== Selected excerpt ==
>>>

For accounts with aggregate exposure of less than Rs.5000 million, the above-mentioned restructuring package should be submitted to CDR Empowered Group (EG) for approval. Under extant instructions, CDR EG can approve or suggest modifications but ensure that a final decision is taken within a total period of 90 days, which can be extended up to a maximum of 180 days from the date of reference to CDR Cell. However, the cases referred to CDR Cell by JLF will have to be finally decided by the CDR EG within the next 30 days. If approved by CDR EG, the restructuring package should be approved by all lenders and conveyed to the borrower within the next 15 days for implementation.
For accounts with aggregate exposure of Rs.5000 million and above, the TEV study and restructuring package prepared by CDR Cell will have to be subjected to an evaluation by an Independent Evaluation Committee (IEC)1 of experts fulfilling certain eligibility conditions. The IEC will look into the viability aspects after ensuring that the terms of restructuring are fair to the lenders. The IEC will be required to give their recommendation in these aspects to the CDR Cell under advice to JLF within a period of 30 days. Thereafter, considering the views of IEC if the JLF decides to go ahead with the restructuring, the same should be communicated to CDR Cell. Thereafter, CDR EG should decide on the approval/modification/rejection within the next 30 days. If approved by CDR EG, the restructuring package should be approved by all lenders and conveyed to the borrower within the next 15 days for implementation.
Restructuring cases will be taken up by JLF only in respect of assets reported as Standard, SMA or Sub-Standard by one or more lenders of the JLF.
3.8 Wilful defaulters will normally not be eligible for restructuring. However, the JLF may review the reasons for classification of the borrower as a wilful defaulter and satisfy itself that the borrower is in a position to rectify the wilful default. The decision to restructure such cases should however also have the approval of the board/s of individual bank/s within the JLF who have classified the borrower as wilful defaulter.
The viability of the account should be determined by the JLF based on acceptable viability benchmarks determined by them. Illustratively, the parameters may include the Debt Equity Ratio, Debt Service Coverage Ratio, Liquidity/Current Ratio and the amount of provision required in lieu of the diminution in the fair value of the restructured advance, etc. Further, the JLF may consider the benchmarks for the viability parameters adopted by the CDR mechanism and adopt the same with suitable adjustments taking into account the fact that different sectors of the economy have different performance indicators.

<<<

== Records to use ==
>>>

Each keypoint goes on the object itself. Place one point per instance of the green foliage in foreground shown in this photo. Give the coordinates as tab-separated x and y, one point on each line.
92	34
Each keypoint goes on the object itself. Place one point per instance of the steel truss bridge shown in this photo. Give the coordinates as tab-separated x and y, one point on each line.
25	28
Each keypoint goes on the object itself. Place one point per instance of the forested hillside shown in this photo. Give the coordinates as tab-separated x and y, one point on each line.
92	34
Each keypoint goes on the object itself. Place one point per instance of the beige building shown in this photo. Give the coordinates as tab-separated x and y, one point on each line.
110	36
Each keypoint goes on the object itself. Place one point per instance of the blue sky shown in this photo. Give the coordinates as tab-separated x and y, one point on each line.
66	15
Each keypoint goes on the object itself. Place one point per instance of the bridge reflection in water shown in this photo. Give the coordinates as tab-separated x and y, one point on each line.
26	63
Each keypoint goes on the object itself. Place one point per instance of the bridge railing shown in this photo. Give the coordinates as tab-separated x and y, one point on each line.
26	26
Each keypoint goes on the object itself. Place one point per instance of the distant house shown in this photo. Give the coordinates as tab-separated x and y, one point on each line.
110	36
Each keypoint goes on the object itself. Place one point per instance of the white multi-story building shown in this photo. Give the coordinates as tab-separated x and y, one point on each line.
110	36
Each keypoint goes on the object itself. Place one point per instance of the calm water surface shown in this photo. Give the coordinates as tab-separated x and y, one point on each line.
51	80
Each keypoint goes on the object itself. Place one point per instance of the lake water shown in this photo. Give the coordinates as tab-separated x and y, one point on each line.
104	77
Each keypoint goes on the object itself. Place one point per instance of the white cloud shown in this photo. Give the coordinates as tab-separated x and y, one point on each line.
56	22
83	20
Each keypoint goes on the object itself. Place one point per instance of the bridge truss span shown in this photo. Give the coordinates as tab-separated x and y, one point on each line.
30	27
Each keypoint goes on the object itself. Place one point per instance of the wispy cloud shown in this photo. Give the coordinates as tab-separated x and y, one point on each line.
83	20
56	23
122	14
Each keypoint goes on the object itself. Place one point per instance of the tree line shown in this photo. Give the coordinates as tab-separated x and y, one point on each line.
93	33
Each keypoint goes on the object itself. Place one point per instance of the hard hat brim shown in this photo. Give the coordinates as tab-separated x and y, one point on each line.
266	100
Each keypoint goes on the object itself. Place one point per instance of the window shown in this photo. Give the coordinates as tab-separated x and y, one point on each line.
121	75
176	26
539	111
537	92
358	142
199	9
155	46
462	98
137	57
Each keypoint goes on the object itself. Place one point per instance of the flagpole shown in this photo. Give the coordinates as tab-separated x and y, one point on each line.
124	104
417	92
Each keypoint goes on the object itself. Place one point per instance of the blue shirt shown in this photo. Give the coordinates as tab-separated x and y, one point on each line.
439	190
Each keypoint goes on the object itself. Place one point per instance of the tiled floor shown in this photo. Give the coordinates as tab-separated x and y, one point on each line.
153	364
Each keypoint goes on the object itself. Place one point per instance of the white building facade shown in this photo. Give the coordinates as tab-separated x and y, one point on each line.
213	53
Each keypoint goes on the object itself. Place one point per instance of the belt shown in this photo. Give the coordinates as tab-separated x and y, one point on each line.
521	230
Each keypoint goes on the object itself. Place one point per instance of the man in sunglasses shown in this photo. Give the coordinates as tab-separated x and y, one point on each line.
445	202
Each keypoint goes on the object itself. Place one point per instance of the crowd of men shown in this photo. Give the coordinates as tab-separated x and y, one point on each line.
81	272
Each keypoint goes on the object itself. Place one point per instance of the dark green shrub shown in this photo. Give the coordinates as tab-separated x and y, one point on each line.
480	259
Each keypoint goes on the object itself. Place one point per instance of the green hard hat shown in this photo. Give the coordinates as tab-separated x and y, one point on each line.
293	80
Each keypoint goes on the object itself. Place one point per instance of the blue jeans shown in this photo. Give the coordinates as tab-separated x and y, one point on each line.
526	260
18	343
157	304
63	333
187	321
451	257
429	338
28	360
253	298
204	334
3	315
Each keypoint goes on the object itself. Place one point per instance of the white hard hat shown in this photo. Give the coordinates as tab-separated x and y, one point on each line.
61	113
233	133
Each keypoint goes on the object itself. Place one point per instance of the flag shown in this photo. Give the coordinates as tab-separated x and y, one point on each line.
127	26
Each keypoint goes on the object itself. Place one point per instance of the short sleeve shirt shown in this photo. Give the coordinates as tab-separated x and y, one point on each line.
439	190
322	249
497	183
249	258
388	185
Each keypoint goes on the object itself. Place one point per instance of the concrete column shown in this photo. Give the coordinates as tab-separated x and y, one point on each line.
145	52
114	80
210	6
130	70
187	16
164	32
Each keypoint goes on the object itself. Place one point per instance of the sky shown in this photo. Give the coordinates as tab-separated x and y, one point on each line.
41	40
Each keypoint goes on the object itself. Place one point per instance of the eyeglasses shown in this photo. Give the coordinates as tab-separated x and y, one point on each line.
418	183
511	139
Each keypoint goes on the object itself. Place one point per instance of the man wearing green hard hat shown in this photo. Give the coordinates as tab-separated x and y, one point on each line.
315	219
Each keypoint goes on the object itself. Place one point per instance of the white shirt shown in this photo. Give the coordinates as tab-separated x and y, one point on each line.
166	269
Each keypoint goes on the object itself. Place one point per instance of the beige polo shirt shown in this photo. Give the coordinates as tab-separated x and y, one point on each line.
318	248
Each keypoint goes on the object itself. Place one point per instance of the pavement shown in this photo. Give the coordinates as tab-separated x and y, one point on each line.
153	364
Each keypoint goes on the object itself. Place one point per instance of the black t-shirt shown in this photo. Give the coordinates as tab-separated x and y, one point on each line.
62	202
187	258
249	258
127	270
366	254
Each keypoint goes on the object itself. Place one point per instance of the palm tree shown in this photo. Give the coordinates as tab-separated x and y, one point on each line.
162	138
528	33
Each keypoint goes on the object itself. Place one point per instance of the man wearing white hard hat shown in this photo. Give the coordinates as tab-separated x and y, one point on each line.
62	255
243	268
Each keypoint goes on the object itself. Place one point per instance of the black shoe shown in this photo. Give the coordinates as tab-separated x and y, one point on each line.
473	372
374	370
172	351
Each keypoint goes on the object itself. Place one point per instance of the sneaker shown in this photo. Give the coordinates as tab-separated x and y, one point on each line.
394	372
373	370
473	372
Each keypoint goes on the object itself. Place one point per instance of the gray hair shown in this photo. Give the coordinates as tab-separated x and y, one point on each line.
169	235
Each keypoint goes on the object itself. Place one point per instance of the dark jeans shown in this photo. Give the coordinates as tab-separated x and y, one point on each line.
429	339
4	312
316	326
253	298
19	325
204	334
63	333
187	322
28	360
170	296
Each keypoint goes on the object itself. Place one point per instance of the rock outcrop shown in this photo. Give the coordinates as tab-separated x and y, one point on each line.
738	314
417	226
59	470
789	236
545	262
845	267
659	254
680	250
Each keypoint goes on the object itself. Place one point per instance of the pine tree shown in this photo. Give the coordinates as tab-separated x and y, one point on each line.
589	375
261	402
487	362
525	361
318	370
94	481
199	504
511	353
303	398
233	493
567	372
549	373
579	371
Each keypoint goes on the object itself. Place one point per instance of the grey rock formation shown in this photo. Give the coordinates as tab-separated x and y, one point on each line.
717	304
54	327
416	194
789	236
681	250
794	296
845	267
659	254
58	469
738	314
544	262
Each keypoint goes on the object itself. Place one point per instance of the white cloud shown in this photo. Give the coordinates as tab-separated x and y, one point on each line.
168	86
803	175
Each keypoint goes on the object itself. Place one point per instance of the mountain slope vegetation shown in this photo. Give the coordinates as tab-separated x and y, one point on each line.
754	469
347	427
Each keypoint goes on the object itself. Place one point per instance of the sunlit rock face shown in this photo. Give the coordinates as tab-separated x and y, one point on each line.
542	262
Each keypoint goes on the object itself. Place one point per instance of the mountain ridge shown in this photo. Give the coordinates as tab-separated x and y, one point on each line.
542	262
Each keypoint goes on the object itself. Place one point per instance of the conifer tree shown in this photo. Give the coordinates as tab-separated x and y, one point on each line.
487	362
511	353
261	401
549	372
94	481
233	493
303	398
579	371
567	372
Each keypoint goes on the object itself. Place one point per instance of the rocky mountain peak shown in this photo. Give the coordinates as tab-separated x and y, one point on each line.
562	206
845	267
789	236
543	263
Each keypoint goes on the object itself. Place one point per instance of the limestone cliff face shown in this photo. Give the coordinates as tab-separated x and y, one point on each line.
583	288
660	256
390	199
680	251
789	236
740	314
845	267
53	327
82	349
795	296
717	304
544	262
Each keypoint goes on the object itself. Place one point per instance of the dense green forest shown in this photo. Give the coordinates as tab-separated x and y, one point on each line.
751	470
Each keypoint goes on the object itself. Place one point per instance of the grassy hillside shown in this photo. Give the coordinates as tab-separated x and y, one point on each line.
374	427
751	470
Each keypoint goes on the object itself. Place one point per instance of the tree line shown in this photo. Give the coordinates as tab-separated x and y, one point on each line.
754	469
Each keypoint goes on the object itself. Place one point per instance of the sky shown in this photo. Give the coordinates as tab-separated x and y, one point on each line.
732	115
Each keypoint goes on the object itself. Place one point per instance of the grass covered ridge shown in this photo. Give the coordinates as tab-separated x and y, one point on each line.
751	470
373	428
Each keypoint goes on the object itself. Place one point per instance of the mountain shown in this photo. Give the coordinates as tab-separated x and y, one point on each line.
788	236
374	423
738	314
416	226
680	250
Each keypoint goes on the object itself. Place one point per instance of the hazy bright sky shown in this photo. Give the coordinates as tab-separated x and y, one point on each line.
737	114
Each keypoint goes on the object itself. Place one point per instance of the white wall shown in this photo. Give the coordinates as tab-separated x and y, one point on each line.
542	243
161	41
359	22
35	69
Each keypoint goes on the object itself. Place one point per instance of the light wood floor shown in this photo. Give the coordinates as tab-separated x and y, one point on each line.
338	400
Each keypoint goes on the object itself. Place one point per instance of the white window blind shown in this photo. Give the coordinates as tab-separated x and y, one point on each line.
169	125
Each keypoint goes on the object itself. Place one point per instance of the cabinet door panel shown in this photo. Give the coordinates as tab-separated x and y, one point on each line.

<<<

== Task set ==
A: How would this sentence from the restructuring excerpt read in Spanish: "Restructuring cases will be taken up by JLF only in respect of assets reported as Standard, SMA or Sub-Standard by one or more lenders of the JLF."
B: Can you extract every line of the records that contains the string "tree", treating uppercase and lowercase as different?
The records are unrelated to the text.

== Responses by task ==
A: Los casos de reestructuración serán asumidos por el JLF únicamente respecto de activos clasificados como Estándar, SMA o Subestándar por uno o más prestamistas del JLF.

B:
Each keypoint goes on the object itself. Place one point per instance of the tree line shown in this photo. Give the coordinates as tab-separated x and y, one point on each line.
Each keypoint goes on the object itself. Place one point per instance of the palm tree shown in this photo. Give the coordinates as tab-separated x and y, one point on each line.
Each keypoint goes on the object itself. Place one point per instance of the pine tree shown in this photo. Give the coordinates as tab-separated x and y, one point on each line.
Each keypoint goes on the object itself. Place one point per instance of the conifer tree shown in this photo. Give the coordinates as tab-separated x and y, one point on each line.
Each keypoint goes on the object itself. Place one point per instance of the tree line shown in this photo. Give the coordinates as tab-separated x and y, one point on each line.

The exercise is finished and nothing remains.